[Your goal] Which of the lines below contain the string "front", with case counting? Pick out each of them and copy it in full.

[Given entries]
** BEGIN **
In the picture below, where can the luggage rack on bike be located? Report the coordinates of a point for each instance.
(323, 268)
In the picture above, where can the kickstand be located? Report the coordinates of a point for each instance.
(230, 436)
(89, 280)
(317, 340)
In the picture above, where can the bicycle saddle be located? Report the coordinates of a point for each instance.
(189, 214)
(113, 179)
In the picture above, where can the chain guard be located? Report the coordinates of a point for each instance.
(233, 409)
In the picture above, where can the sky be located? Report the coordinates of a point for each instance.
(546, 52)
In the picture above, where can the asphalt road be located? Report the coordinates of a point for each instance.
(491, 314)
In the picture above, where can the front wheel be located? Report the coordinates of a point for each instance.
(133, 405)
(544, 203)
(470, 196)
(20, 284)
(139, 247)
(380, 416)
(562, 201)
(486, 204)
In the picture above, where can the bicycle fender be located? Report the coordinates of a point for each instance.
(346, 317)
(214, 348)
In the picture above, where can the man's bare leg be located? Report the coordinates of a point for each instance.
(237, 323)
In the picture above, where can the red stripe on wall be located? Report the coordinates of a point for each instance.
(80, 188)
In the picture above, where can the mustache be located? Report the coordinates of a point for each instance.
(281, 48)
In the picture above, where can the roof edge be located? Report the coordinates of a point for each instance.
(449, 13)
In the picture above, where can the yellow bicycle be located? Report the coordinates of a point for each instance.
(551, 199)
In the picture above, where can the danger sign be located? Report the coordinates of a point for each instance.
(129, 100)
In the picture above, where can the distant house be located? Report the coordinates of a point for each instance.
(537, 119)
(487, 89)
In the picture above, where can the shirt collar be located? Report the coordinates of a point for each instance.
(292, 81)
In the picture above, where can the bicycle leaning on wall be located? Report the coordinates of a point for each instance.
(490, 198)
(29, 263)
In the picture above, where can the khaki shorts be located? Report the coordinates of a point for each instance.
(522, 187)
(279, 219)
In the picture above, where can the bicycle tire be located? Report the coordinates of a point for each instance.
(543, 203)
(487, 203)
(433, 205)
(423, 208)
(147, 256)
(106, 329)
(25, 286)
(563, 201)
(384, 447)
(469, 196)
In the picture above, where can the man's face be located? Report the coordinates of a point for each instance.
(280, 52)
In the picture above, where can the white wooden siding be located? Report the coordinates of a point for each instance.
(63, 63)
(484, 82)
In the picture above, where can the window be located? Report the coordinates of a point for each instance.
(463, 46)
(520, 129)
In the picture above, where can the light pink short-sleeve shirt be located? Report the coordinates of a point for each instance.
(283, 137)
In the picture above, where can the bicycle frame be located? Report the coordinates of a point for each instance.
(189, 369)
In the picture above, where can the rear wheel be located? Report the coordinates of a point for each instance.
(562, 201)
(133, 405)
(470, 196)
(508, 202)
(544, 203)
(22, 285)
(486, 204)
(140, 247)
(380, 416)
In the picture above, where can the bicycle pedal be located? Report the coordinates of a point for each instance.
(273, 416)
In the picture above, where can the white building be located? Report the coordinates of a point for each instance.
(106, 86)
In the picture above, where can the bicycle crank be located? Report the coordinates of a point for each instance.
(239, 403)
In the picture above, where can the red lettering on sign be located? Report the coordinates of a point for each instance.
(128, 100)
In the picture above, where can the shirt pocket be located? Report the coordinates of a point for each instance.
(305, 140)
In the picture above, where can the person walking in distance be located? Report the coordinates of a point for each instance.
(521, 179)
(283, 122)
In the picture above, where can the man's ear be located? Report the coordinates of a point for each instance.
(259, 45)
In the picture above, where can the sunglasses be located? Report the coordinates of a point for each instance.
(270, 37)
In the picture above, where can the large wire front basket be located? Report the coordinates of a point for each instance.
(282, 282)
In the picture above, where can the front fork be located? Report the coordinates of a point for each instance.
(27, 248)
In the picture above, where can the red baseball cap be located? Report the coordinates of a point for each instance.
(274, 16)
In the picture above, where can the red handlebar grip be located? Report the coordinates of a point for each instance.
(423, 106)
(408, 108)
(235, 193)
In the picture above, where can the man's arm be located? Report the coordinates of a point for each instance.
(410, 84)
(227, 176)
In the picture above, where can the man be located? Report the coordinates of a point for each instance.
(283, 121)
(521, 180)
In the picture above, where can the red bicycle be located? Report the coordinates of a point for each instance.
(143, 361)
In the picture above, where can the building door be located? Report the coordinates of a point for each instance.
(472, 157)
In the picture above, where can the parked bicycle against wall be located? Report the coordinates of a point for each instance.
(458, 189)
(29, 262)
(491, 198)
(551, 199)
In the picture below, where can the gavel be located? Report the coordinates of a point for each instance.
** END **
** BEGIN **
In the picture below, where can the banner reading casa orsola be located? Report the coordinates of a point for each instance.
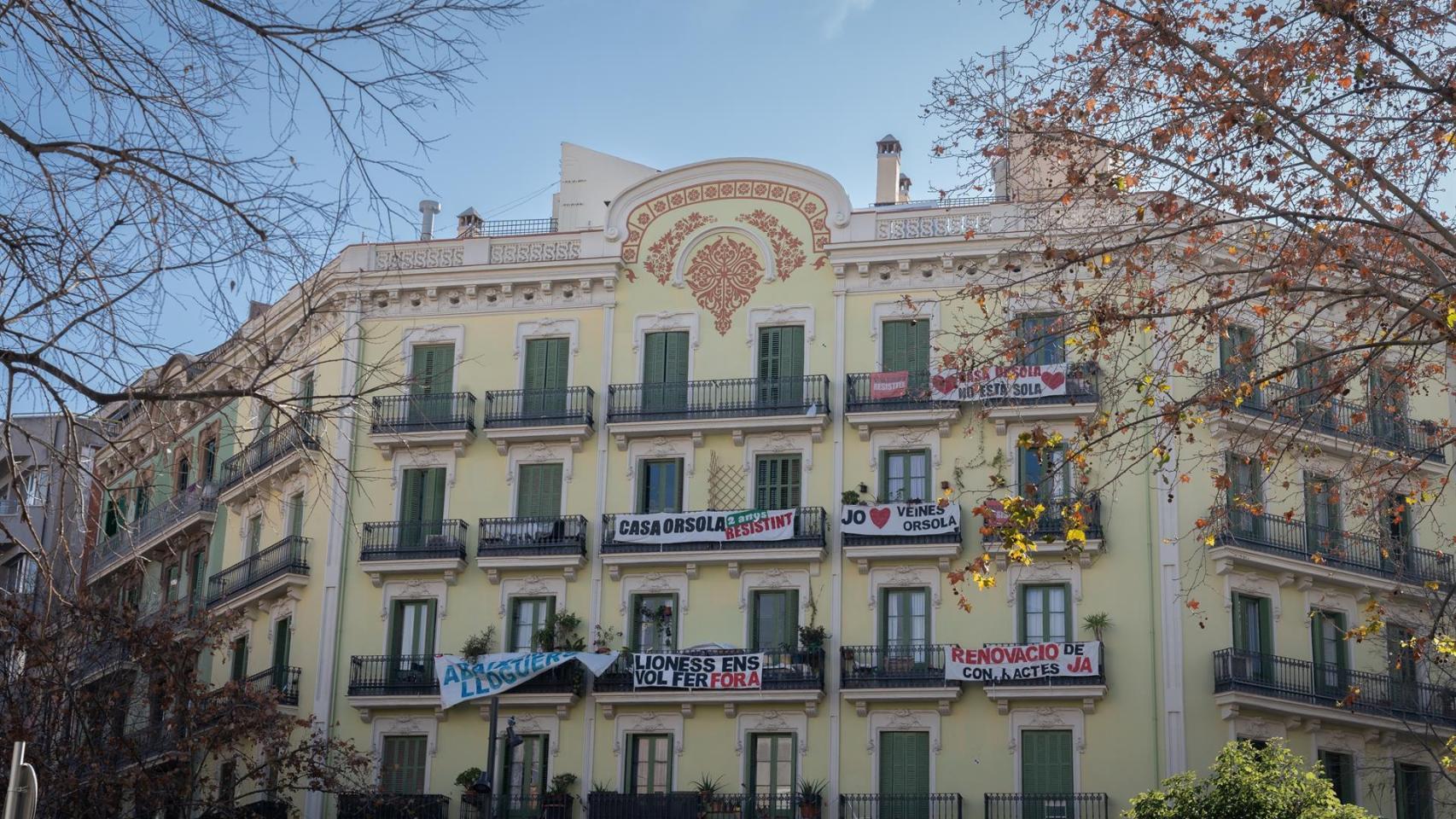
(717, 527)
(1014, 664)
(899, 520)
** END **
** BEGIN **
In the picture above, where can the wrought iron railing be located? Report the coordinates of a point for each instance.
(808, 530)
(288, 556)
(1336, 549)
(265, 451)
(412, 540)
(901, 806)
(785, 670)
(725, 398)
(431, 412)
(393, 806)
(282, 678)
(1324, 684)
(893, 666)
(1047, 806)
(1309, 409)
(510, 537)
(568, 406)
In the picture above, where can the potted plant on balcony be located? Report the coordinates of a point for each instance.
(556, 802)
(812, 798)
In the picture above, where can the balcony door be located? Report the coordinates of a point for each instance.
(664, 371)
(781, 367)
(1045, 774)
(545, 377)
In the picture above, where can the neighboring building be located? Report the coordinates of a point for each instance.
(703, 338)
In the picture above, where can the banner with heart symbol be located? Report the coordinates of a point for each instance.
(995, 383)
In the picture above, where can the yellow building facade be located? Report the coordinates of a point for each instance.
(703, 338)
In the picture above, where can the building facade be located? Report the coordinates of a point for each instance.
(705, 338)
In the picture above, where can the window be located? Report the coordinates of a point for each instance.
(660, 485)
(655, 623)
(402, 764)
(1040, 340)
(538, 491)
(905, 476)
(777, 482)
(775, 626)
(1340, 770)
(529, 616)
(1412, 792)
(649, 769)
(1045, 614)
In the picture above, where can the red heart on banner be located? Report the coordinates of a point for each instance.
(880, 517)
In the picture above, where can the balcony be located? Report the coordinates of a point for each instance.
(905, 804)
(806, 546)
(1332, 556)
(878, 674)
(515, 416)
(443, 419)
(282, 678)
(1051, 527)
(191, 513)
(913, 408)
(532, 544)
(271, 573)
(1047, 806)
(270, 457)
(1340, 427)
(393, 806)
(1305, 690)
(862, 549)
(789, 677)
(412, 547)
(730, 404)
** END **
[Result below]
In the picture above, where can the front wheel be located? Report the coordinates of a point for each instance.
In the picture above, where can the large wire front basket be located? Report the coordinates of a point for each instance.
In the picture above, where can the front fork be located? Report the coordinates of a point for each instance.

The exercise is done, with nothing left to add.